* [Assignment]
Nothing other than an exact copy of the lines from the one containing "Practice step: point out every instance of the watch band" through the last line of the listing below should be written.

Source data START

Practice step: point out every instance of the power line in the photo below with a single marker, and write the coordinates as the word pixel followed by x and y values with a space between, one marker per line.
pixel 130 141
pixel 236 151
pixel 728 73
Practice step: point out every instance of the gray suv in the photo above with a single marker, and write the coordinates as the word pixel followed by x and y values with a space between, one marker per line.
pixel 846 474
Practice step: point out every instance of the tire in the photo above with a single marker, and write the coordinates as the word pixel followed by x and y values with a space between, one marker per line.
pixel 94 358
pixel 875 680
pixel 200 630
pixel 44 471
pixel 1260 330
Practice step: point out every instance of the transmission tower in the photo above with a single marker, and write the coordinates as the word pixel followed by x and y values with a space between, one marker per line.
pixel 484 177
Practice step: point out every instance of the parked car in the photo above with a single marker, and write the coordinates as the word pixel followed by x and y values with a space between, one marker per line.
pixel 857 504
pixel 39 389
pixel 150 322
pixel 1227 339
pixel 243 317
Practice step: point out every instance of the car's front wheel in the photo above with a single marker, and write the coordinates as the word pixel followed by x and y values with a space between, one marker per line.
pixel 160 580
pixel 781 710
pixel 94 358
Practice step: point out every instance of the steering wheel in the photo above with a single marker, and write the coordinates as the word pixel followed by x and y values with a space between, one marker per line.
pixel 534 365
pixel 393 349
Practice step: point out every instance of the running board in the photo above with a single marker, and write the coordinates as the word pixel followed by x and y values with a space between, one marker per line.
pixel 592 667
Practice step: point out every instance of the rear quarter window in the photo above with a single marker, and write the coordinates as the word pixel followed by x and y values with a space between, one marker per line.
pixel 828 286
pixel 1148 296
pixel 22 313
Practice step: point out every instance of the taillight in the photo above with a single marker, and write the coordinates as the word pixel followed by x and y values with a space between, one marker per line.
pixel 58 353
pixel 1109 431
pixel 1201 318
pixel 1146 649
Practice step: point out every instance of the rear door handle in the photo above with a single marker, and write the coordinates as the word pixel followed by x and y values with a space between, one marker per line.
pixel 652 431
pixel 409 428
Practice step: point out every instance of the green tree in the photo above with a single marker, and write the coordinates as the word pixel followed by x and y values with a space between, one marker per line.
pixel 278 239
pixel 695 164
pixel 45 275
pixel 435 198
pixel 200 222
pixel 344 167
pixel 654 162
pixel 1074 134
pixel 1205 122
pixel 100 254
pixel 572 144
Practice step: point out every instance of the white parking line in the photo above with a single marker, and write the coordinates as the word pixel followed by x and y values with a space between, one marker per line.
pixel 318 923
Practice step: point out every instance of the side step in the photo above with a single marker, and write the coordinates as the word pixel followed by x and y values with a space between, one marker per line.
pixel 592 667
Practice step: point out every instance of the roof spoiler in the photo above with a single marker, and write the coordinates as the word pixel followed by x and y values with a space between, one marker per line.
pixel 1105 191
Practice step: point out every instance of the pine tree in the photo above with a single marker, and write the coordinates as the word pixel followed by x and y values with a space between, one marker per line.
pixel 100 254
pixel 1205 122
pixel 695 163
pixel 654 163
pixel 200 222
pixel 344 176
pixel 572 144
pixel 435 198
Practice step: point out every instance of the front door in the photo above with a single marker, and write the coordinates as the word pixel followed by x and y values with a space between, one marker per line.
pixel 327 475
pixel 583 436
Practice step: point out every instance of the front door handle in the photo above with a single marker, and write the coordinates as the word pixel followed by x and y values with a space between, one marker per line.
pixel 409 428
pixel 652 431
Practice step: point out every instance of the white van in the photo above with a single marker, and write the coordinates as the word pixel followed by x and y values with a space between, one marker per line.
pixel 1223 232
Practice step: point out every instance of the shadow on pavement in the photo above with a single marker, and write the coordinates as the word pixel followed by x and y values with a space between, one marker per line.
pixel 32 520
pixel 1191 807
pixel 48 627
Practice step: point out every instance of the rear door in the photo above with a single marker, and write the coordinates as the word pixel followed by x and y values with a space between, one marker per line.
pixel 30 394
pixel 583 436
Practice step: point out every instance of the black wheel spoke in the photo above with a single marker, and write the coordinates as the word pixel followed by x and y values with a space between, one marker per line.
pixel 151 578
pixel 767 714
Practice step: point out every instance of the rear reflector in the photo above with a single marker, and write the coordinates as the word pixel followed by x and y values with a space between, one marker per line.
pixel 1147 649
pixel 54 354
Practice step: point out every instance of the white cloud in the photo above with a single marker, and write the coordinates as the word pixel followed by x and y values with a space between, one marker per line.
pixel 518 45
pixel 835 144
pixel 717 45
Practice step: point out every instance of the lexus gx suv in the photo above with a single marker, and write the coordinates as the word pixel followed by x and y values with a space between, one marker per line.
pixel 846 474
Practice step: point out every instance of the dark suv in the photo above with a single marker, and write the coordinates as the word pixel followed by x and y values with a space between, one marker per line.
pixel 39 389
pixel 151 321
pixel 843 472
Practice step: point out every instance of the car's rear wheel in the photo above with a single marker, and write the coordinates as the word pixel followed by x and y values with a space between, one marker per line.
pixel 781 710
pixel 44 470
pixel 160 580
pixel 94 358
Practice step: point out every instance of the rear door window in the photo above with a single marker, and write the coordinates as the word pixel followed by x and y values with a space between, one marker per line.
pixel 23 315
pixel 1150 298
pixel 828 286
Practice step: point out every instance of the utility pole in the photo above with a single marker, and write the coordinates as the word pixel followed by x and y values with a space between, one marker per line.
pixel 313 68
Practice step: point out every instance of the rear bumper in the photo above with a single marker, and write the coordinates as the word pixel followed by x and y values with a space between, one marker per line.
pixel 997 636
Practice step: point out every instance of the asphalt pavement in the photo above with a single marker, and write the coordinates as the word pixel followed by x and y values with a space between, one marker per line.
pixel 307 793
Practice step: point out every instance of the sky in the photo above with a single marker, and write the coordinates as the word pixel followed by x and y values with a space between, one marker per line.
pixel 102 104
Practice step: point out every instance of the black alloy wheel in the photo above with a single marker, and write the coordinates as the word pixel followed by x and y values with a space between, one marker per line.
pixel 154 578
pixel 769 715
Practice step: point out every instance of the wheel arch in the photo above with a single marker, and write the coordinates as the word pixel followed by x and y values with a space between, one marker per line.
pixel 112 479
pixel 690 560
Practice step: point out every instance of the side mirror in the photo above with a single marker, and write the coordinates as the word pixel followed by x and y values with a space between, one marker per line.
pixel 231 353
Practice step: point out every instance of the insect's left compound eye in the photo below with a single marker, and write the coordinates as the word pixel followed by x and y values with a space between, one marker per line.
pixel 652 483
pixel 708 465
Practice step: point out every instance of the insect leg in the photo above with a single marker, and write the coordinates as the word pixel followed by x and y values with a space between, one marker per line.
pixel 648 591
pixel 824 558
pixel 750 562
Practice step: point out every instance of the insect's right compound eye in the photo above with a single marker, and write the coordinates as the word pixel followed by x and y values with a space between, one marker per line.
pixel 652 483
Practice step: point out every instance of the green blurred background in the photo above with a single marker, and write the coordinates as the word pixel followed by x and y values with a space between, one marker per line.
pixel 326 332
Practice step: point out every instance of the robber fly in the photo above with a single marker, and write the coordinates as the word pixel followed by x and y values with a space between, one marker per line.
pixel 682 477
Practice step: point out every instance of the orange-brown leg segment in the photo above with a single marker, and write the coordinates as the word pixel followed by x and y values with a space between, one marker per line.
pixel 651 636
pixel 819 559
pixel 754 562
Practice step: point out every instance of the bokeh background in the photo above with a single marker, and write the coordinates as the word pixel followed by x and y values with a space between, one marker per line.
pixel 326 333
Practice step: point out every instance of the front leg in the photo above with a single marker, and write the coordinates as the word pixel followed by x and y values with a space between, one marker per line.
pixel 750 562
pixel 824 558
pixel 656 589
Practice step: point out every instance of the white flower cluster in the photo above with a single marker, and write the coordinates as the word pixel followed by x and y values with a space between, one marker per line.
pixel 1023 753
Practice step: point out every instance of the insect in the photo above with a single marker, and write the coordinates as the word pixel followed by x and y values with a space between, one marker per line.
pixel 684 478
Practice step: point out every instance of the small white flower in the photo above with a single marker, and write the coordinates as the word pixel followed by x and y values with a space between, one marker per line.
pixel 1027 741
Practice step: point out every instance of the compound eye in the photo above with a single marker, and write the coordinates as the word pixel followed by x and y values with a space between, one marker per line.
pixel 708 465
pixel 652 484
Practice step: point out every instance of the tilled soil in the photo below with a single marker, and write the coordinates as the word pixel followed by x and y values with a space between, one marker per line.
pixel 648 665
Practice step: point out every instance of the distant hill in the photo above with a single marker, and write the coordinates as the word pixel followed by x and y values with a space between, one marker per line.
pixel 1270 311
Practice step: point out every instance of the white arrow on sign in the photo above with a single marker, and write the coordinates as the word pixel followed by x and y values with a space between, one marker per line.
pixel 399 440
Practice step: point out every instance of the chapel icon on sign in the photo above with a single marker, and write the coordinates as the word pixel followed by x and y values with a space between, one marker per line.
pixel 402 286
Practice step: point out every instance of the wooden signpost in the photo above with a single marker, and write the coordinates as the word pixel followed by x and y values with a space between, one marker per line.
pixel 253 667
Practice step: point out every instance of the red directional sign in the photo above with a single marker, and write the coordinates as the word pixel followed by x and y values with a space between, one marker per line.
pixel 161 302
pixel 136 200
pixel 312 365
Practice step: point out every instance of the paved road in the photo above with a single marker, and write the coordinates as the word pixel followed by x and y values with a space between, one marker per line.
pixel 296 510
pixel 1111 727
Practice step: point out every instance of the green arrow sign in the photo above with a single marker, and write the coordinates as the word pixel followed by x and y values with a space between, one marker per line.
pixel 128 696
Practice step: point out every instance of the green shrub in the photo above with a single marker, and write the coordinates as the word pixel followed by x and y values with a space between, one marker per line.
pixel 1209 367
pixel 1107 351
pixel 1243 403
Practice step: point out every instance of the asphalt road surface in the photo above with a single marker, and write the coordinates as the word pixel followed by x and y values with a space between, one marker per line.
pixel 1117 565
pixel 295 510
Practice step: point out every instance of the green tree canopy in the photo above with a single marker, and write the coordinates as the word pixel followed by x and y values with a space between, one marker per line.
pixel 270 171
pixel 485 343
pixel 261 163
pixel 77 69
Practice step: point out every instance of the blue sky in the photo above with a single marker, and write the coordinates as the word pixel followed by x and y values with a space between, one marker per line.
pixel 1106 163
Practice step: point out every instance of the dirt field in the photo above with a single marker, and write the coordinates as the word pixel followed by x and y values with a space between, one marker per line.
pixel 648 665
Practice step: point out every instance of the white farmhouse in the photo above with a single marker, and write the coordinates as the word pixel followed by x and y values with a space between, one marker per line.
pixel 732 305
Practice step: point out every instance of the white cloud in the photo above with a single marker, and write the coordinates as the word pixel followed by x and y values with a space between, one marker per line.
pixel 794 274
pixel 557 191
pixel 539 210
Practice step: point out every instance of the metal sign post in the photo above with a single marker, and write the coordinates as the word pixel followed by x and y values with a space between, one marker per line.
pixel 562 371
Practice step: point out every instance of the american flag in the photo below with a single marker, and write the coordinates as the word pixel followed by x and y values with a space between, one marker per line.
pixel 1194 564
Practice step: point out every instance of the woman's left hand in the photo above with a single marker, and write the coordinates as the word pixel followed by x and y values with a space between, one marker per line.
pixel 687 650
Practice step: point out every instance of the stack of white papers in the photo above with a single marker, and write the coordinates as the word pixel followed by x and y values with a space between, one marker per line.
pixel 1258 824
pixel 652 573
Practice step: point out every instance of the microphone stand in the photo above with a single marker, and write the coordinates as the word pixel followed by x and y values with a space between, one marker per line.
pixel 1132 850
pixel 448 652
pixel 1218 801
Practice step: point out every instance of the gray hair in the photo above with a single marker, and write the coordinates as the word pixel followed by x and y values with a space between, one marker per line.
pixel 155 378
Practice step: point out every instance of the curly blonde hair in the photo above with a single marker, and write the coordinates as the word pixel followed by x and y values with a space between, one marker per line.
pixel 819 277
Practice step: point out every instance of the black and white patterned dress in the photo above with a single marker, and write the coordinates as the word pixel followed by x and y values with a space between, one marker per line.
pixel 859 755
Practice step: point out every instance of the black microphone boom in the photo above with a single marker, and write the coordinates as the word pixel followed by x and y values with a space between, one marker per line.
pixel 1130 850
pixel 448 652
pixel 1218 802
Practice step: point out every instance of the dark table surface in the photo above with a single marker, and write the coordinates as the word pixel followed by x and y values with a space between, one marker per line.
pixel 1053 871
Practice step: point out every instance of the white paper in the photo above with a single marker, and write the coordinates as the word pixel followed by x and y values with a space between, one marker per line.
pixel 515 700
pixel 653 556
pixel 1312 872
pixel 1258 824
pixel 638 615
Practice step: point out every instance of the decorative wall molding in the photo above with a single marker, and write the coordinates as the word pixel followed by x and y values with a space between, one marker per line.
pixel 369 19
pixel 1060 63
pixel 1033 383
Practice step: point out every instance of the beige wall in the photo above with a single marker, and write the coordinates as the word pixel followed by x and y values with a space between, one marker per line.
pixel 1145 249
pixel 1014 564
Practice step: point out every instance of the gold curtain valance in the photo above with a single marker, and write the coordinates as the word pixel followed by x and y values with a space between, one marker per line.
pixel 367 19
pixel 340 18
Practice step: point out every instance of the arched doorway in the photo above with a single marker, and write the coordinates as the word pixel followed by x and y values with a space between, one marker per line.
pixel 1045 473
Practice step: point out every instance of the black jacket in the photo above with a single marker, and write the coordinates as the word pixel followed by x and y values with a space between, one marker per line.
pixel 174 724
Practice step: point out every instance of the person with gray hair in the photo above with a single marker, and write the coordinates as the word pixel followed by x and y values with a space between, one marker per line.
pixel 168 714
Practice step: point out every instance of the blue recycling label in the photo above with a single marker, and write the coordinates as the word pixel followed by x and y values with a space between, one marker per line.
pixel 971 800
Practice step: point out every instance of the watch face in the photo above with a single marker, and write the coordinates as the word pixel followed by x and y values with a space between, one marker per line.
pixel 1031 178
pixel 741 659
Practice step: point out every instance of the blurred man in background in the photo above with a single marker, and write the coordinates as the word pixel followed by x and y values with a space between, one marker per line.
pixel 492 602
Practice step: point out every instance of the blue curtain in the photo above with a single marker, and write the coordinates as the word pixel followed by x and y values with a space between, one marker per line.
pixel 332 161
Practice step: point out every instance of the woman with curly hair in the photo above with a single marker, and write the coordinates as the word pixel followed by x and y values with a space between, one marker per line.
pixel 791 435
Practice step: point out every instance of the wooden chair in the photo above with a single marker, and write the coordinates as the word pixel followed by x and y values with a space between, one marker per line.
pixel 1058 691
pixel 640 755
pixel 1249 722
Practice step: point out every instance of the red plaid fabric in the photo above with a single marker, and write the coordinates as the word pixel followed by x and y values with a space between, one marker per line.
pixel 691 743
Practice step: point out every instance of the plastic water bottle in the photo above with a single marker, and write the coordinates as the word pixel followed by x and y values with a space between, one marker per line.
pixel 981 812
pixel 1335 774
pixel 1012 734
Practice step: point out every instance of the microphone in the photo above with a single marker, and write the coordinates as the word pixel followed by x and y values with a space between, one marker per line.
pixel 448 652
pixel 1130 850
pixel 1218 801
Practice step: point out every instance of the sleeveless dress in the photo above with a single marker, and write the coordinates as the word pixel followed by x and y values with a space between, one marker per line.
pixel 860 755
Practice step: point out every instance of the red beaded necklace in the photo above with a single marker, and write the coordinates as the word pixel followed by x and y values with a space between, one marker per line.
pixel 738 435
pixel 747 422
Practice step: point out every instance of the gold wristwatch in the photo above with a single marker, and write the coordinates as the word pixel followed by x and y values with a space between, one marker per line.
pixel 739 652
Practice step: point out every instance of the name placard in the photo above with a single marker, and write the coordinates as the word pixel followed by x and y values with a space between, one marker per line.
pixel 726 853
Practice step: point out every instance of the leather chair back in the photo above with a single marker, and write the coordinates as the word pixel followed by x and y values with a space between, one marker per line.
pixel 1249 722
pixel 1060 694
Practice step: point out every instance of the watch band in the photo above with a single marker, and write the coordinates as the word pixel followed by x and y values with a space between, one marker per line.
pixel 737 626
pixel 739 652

Source data END

* [Answer section]
Practice step: point out every instance of the watch band in the photo above with a single marker, and write the coordinates as the word pixel followed by x and y values with a space between, one marker per line.
pixel 737 626
pixel 739 652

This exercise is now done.